[Excerpts from segmentation material]
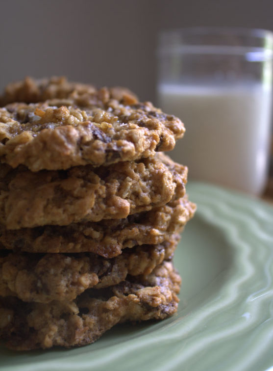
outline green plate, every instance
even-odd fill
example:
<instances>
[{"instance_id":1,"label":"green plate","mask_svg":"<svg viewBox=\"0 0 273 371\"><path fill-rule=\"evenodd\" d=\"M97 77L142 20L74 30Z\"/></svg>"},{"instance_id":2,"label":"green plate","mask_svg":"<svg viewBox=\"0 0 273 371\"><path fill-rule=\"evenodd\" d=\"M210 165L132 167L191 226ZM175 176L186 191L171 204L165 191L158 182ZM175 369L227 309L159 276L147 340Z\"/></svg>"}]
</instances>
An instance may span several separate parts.
<instances>
[{"instance_id":1,"label":"green plate","mask_svg":"<svg viewBox=\"0 0 273 371\"><path fill-rule=\"evenodd\" d=\"M198 209L175 253L176 315L117 326L81 348L1 348L1 371L273 370L273 208L207 185L187 189Z\"/></svg>"}]
</instances>

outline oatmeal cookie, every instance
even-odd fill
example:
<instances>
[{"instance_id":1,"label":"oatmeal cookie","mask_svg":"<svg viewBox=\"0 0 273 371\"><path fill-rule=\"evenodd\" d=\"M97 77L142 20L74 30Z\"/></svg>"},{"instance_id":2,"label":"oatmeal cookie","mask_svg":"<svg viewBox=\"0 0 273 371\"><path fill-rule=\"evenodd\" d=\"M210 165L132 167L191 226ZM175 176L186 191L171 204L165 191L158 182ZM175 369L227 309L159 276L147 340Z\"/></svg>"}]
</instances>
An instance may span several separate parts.
<instances>
[{"instance_id":1,"label":"oatmeal cookie","mask_svg":"<svg viewBox=\"0 0 273 371\"><path fill-rule=\"evenodd\" d=\"M40 303L73 300L88 289L117 285L128 274L149 274L172 258L179 237L174 235L161 244L125 249L112 259L87 253L0 256L0 296Z\"/></svg>"},{"instance_id":2,"label":"oatmeal cookie","mask_svg":"<svg viewBox=\"0 0 273 371\"><path fill-rule=\"evenodd\" d=\"M7 230L0 225L0 243L2 248L16 251L93 252L113 258L126 247L157 244L169 239L172 235L182 230L195 210L195 205L185 196L125 219L16 230Z\"/></svg>"},{"instance_id":3,"label":"oatmeal cookie","mask_svg":"<svg viewBox=\"0 0 273 371\"><path fill-rule=\"evenodd\" d=\"M72 301L26 303L0 297L0 338L18 350L89 344L117 323L174 314L180 283L172 263L164 262L148 275L86 290Z\"/></svg>"},{"instance_id":4,"label":"oatmeal cookie","mask_svg":"<svg viewBox=\"0 0 273 371\"><path fill-rule=\"evenodd\" d=\"M170 151L183 136L178 118L149 102L121 103L111 91L98 91L84 107L54 99L0 108L0 160L32 171L108 165Z\"/></svg>"},{"instance_id":5,"label":"oatmeal cookie","mask_svg":"<svg viewBox=\"0 0 273 371\"><path fill-rule=\"evenodd\" d=\"M0 222L19 229L125 218L183 196L187 175L186 167L160 153L38 173L0 164Z\"/></svg>"},{"instance_id":6,"label":"oatmeal cookie","mask_svg":"<svg viewBox=\"0 0 273 371\"><path fill-rule=\"evenodd\" d=\"M115 87L109 89L110 97L122 103L136 103L136 96L126 88ZM34 79L29 77L11 82L0 96L0 106L10 103L38 103L49 99L70 100L81 107L94 105L98 101L98 90L93 85L73 82L64 77ZM94 100L96 99L97 101Z\"/></svg>"}]
</instances>

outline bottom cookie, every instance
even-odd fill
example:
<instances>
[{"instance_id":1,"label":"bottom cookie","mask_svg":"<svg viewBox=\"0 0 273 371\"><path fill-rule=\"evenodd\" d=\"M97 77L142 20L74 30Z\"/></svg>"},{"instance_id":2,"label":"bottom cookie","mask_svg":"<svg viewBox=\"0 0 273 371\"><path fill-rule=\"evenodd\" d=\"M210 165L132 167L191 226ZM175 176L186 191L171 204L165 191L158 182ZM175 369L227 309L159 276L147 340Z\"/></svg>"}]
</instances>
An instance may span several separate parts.
<instances>
[{"instance_id":1,"label":"bottom cookie","mask_svg":"<svg viewBox=\"0 0 273 371\"><path fill-rule=\"evenodd\" d=\"M0 297L0 339L18 350L89 344L117 323L174 314L180 283L172 263L165 262L148 275L86 290L73 301L43 304Z\"/></svg>"}]
</instances>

### GIVEN REQUEST
Recast every line of the material above as a numbered list, one line per item, skipping blank lines. Omit the pictures.

### IN RESPONSE
1. outline green plate, every instance
2. even-odd fill
3. example:
4. <instances>
5. [{"instance_id":1,"label":"green plate","mask_svg":"<svg viewBox=\"0 0 273 371\"><path fill-rule=\"evenodd\" d=\"M97 77L142 20L74 30Z\"/></svg>"},{"instance_id":2,"label":"green plate","mask_svg":"<svg viewBox=\"0 0 273 371\"><path fill-rule=\"evenodd\" d=\"M210 165L132 167L191 226ZM175 176L186 191L171 204L165 191L158 182ZM175 369L227 309L159 276L147 340Z\"/></svg>"}]
6. </instances>
7. An instance may span several separate parts.
8. <instances>
9. [{"instance_id":1,"label":"green plate","mask_svg":"<svg viewBox=\"0 0 273 371\"><path fill-rule=\"evenodd\" d=\"M198 209L175 253L176 315L117 326L81 348L1 348L1 371L273 370L273 208L207 185L187 189Z\"/></svg>"}]
10. </instances>
11. outline oatmeal cookie, every instance
12. even-odd fill
13. example:
14. <instances>
15. [{"instance_id":1,"label":"oatmeal cookie","mask_svg":"<svg viewBox=\"0 0 273 371\"><path fill-rule=\"evenodd\" d=\"M97 77L142 20L74 30Z\"/></svg>"},{"instance_id":2,"label":"oatmeal cookie","mask_svg":"<svg viewBox=\"0 0 273 371\"><path fill-rule=\"evenodd\" d=\"M210 165L132 167L191 226ZM175 176L186 191L171 204L165 191L158 182ZM175 369L227 309L159 276L147 340Z\"/></svg>"}]
16. </instances>
17. An instance may span several separate parts.
18. <instances>
19. [{"instance_id":1,"label":"oatmeal cookie","mask_svg":"<svg viewBox=\"0 0 273 371\"><path fill-rule=\"evenodd\" d=\"M40 303L73 300L88 289L117 285L128 274L149 274L172 258L179 237L174 235L161 244L125 249L112 259L87 253L0 256L0 296Z\"/></svg>"},{"instance_id":2,"label":"oatmeal cookie","mask_svg":"<svg viewBox=\"0 0 273 371\"><path fill-rule=\"evenodd\" d=\"M7 230L0 225L0 243L2 248L16 251L93 252L113 258L126 247L157 244L169 239L172 235L182 230L195 210L195 205L185 196L125 219L16 230Z\"/></svg>"},{"instance_id":3,"label":"oatmeal cookie","mask_svg":"<svg viewBox=\"0 0 273 371\"><path fill-rule=\"evenodd\" d=\"M72 301L26 303L0 297L0 338L18 350L89 344L117 323L174 314L180 283L172 263L164 262L148 275L86 290Z\"/></svg>"},{"instance_id":4,"label":"oatmeal cookie","mask_svg":"<svg viewBox=\"0 0 273 371\"><path fill-rule=\"evenodd\" d=\"M170 151L183 136L178 118L149 102L121 103L111 91L98 91L84 107L54 99L0 108L0 160L32 171L108 165Z\"/></svg>"},{"instance_id":5,"label":"oatmeal cookie","mask_svg":"<svg viewBox=\"0 0 273 371\"><path fill-rule=\"evenodd\" d=\"M0 222L19 229L125 218L183 196L187 175L186 167L160 153L38 173L0 164Z\"/></svg>"},{"instance_id":6,"label":"oatmeal cookie","mask_svg":"<svg viewBox=\"0 0 273 371\"><path fill-rule=\"evenodd\" d=\"M115 87L109 89L110 97L122 103L136 103L136 96L126 88ZM34 79L29 77L11 82L0 96L0 106L10 103L38 103L49 99L70 100L81 107L94 105L98 101L98 90L93 85L73 82L64 77ZM94 100L96 99L97 101Z\"/></svg>"}]
20. </instances>
21. outline bottom cookie, every instance
22. even-odd fill
23. example:
24. <instances>
25. [{"instance_id":1,"label":"bottom cookie","mask_svg":"<svg viewBox=\"0 0 273 371\"><path fill-rule=\"evenodd\" d=\"M97 77L142 20L74 30Z\"/></svg>"},{"instance_id":2,"label":"bottom cookie","mask_svg":"<svg viewBox=\"0 0 273 371\"><path fill-rule=\"evenodd\" d=\"M210 165L132 167L191 226ZM175 176L186 191L171 204L165 191L158 182ZM175 369L227 309L159 276L147 340Z\"/></svg>"}]
26. </instances>
27. An instance may span several separate parts.
28. <instances>
29. [{"instance_id":1,"label":"bottom cookie","mask_svg":"<svg viewBox=\"0 0 273 371\"><path fill-rule=\"evenodd\" d=\"M0 297L0 339L18 350L89 344L117 323L174 314L180 283L172 263L165 262L148 275L86 290L73 301L43 304Z\"/></svg>"}]
30. </instances>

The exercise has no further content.